↓
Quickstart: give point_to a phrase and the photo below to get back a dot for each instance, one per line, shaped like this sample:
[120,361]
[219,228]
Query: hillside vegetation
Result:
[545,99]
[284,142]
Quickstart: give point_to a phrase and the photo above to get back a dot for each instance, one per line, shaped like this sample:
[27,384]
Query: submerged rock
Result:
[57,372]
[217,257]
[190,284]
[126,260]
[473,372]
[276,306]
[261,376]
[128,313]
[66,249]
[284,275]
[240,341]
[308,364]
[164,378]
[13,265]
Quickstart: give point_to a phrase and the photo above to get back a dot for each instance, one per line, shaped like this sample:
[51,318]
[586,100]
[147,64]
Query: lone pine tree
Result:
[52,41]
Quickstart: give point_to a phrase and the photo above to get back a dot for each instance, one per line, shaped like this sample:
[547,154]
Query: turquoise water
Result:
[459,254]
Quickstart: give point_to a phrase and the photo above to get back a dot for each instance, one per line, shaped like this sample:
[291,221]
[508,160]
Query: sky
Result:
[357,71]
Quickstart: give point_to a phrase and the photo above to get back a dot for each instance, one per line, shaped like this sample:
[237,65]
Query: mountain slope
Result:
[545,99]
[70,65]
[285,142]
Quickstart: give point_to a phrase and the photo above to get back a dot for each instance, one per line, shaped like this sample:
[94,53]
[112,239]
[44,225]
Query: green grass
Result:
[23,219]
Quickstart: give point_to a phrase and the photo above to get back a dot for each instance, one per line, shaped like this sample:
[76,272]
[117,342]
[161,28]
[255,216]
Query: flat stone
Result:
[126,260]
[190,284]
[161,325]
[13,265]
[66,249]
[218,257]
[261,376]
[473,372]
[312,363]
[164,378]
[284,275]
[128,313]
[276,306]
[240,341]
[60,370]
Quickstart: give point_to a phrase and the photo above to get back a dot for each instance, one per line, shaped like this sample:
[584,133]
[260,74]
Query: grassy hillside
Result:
↑
Complete, exact output of the records is expected.

Quickstart: give point_to a phrase and the photo below to get back a dot for each instance, one per line, shaped like this sample:
[120,361]
[219,228]
Query: hillside vegetation
Result:
[545,99]
[284,142]
Quickstart: give point_to a phrase and the photo above to get back a dot for each instance, one per line, shaped like this sample:
[27,384]
Query: submerged rock
Result:
[57,372]
[217,257]
[190,284]
[126,260]
[473,372]
[276,306]
[261,376]
[128,313]
[66,249]
[284,275]
[240,341]
[308,364]
[164,378]
[13,265]
Quickstart: give point_to a phrase and the photo above to get back a dot for each instance, one per line, shaped like this sample:
[51,318]
[586,100]
[147,64]
Query: lone pine tree
Result:
[52,41]
Quickstart: give point_to a phrase and the photo above to get back a dot for each instance, one per line, shaped like this sample:
[547,154]
Query: turquoise water
Result:
[459,254]
Quickstart: give point_to a phrase and the photo above to get back a dot for each instance, one per line, shaped like this sample:
[291,221]
[508,160]
Query: sky
Result:
[357,71]
Quickstart: give point_to a phrase and the photo above to get back a dot for each instance, one per line, shaped like this sample:
[237,65]
Query: mountain slope
Result:
[545,99]
[70,65]
[285,142]
Quickstart: give point_to a phrase and the photo above to get back a dot for each instance, one per line, shaped like this sample:
[94,53]
[112,239]
[44,225]
Query: green grass
Result:
[23,219]
Quickstart: give point_to a phrase and the photo above to get back a dot for each instance, one per line, shaped like this sample:
[76,272]
[117,342]
[161,28]
[255,216]
Query: flat stone
Result:
[126,260]
[190,284]
[161,325]
[13,265]
[66,249]
[218,257]
[261,376]
[473,372]
[312,363]
[164,378]
[284,275]
[128,313]
[276,306]
[240,341]
[60,370]
Quickstart: give point_to a phrase and the photo above to get back a dot for each instance, one per line, shaped like this sample:
[584,133]
[260,74]
Query: grassy hillside
Result:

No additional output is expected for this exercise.